_TASK DIRECTIONS_
Copy the records below word for word, from their first line through the line with "pixel 231 169", including both of those lines. Leave the pictures out of your copy.

_SUPPLIED RECORDS_
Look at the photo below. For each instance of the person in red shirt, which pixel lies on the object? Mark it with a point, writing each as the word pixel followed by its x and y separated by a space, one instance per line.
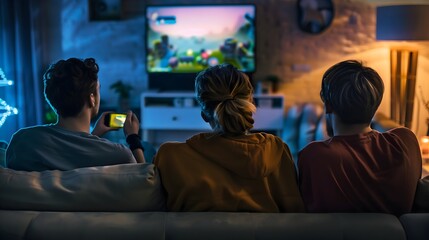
pixel 358 169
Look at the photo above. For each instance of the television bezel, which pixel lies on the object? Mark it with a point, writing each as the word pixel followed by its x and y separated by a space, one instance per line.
pixel 171 81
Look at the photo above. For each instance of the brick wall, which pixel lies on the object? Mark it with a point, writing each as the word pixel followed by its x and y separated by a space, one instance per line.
pixel 297 58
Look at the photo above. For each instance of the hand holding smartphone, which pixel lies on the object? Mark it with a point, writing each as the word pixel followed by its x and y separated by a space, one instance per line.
pixel 115 120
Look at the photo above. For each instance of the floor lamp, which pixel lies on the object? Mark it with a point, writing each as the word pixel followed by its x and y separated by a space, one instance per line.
pixel 403 23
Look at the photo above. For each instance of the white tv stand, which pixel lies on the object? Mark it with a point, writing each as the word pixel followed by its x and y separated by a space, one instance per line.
pixel 176 116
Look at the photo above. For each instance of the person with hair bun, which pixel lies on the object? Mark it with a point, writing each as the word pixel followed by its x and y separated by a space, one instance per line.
pixel 229 169
pixel 72 89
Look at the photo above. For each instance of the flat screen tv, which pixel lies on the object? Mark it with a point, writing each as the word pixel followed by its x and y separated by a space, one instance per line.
pixel 184 40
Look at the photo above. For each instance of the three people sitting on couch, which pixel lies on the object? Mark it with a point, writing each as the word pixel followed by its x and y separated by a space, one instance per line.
pixel 231 169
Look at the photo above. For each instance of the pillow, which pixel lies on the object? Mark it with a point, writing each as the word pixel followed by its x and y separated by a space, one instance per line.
pixel 124 187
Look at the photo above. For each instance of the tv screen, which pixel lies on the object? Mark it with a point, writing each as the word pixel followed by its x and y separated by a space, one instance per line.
pixel 187 39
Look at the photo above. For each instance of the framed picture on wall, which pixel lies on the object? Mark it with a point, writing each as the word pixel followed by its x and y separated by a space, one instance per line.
pixel 100 10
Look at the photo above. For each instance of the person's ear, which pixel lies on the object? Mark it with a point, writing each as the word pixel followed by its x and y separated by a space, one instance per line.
pixel 328 108
pixel 205 117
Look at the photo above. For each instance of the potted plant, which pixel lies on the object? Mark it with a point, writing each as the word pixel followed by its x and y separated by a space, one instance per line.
pixel 123 90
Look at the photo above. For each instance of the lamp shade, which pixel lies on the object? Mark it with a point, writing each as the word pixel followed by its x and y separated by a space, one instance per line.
pixel 403 22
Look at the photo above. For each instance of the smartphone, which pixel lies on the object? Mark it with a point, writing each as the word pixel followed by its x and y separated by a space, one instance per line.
pixel 115 120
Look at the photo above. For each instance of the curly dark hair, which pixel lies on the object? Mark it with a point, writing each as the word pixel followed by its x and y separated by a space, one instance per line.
pixel 353 91
pixel 225 96
pixel 69 84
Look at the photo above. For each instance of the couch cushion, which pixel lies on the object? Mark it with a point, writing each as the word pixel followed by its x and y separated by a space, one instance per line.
pixel 421 200
pixel 125 187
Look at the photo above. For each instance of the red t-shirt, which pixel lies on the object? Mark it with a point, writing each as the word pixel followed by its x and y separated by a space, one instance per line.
pixel 371 172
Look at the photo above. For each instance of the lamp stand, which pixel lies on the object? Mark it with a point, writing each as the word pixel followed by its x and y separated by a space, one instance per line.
pixel 403 68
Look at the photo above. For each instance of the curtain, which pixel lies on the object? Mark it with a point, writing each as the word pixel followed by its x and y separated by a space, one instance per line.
pixel 20 55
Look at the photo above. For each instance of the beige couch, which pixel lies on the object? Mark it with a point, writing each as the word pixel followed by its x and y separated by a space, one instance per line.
pixel 127 202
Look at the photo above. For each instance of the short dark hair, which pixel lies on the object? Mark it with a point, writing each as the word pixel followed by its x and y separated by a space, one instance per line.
pixel 225 95
pixel 353 91
pixel 69 83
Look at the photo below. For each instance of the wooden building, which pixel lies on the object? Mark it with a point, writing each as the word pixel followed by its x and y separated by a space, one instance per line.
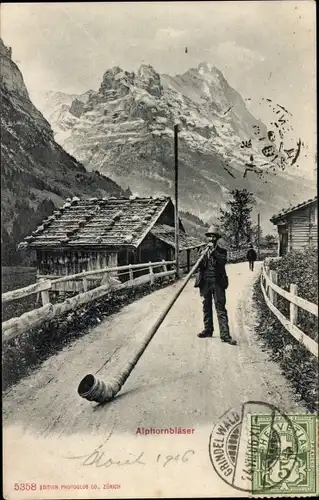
pixel 297 227
pixel 92 234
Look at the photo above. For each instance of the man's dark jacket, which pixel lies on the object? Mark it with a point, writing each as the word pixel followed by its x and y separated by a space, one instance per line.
pixel 212 271
pixel 251 255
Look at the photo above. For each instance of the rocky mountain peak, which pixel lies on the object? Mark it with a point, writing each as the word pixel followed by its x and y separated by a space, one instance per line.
pixel 116 81
pixel 150 80
pixel 11 77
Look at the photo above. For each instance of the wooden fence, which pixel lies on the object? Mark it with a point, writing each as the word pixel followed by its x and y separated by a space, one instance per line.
pixel 106 283
pixel 271 290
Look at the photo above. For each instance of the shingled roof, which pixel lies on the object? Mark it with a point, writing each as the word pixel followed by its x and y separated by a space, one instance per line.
pixel 113 222
pixel 287 211
pixel 167 234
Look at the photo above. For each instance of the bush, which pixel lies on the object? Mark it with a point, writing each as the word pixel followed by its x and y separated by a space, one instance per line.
pixel 301 269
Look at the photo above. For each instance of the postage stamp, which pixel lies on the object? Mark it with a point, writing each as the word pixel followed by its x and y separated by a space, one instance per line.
pixel 284 455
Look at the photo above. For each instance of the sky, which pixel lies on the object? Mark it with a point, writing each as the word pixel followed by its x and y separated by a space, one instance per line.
pixel 265 49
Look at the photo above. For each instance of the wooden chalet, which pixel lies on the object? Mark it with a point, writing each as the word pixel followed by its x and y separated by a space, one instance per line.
pixel 92 234
pixel 297 226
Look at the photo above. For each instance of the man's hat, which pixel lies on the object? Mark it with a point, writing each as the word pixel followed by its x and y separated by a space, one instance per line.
pixel 213 230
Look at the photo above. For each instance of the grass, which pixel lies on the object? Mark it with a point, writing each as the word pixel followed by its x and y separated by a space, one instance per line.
pixel 25 353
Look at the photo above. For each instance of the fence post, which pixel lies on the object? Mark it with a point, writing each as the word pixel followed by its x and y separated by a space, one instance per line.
pixel 164 266
pixel 130 270
pixel 151 272
pixel 293 308
pixel 45 297
pixel 272 293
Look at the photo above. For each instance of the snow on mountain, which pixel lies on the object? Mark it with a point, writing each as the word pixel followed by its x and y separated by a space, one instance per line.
pixel 37 174
pixel 125 130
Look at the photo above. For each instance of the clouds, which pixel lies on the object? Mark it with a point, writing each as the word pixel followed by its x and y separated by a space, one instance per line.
pixel 229 52
pixel 169 38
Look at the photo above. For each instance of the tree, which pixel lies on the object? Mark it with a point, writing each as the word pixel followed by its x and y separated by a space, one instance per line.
pixel 235 222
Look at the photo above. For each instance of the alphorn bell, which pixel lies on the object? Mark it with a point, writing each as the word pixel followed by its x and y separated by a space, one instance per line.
pixel 93 389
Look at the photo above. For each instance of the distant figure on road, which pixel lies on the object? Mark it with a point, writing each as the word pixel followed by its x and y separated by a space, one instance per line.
pixel 212 281
pixel 251 257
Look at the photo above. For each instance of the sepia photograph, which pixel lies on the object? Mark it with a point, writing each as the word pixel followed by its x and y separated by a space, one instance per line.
pixel 159 249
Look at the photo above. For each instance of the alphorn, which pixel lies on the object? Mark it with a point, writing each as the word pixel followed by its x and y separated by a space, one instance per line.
pixel 93 389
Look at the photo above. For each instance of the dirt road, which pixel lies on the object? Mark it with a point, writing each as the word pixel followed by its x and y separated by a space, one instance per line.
pixel 180 381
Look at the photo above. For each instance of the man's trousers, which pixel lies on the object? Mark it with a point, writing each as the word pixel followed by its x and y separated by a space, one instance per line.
pixel 218 293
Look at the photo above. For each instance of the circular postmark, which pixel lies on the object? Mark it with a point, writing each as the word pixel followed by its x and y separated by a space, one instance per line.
pixel 254 448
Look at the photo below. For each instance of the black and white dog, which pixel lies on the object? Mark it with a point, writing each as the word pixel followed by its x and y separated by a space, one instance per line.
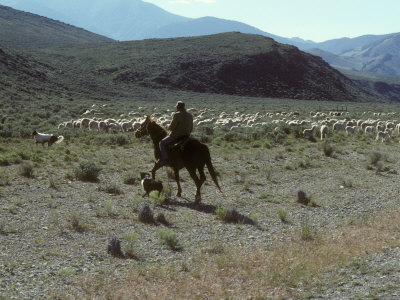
pixel 150 184
pixel 46 138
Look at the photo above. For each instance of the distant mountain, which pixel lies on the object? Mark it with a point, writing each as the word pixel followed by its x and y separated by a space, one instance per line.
pixel 380 56
pixel 339 46
pixel 334 60
pixel 126 20
pixel 228 63
pixel 24 31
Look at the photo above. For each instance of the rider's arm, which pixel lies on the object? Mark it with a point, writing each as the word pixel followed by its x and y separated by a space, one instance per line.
pixel 173 124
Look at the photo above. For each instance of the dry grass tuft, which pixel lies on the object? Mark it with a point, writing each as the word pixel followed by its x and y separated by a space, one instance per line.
pixel 284 271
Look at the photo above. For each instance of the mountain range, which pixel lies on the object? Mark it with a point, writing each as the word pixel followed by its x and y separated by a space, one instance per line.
pixel 59 58
pixel 126 20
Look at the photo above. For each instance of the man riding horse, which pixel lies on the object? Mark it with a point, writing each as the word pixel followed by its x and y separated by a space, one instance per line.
pixel 181 126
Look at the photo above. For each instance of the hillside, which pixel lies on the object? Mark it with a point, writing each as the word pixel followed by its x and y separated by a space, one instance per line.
pixel 24 31
pixel 339 46
pixel 230 63
pixel 127 20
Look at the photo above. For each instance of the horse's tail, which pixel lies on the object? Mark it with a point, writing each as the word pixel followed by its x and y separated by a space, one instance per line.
pixel 59 139
pixel 211 169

_FINISHED TASK_
Look at the photo below. For each instance of the person in red shirt, which pixel lies on the object? Mark it with a point, writing each as the word pixel followed by its x and y separated by a space, one instance per line.
pixel 358 169
Look at the photo above. For each instance of the television bezel, which pixel lies on the object? Mark it with a point, writing each as the word pixel followed by its x and y separated by a space, one instance per line.
pixel 171 81
Look at the photo above. For each instance of the brick wall, which pixel lies on the object? Mark it with a point, writing each as the word pixel followed by its x and y separated by a space, one instance per line.
pixel 297 58
Look at the photo above. For each instance of the hand holding smartphone, which pixel lies on the object? Mark it with a point, writing each as the word pixel followed by its x and y separated by a space, one instance per line.
pixel 115 120
Look at the photo above. For each instance of the floor lamp, which pixel lies on the object? Mark it with a point, writing each as the word pixel followed by its x and y separated by a space, one instance per line.
pixel 403 23
Look at the photo above. For each instance of the white tv stand, which pixel lies on the object? Mark it with a point, writing each as the word pixel followed by its x and y separated by a space, one instance per line.
pixel 176 116
Look at the photo above. For each instance of the person with hair bun, which pixel lies on the object? Mark it with a point, writing each as the word pixel followed by its x and y separated by a space, one instance per line.
pixel 229 169
pixel 72 89
Look at the photo above. For each instance of the flat screen tv, which pixel lies on the object? Mark it with a point, writing each as the word pixel followed by its x and y separated by a space, one instance per line.
pixel 184 40
Look at the photo above. For each instance of the three people sitting on couch, which pixel lies on the object? Mark it with a point, writing each as the word pixel followed by its x and y separated by a space, one instance per line.
pixel 231 169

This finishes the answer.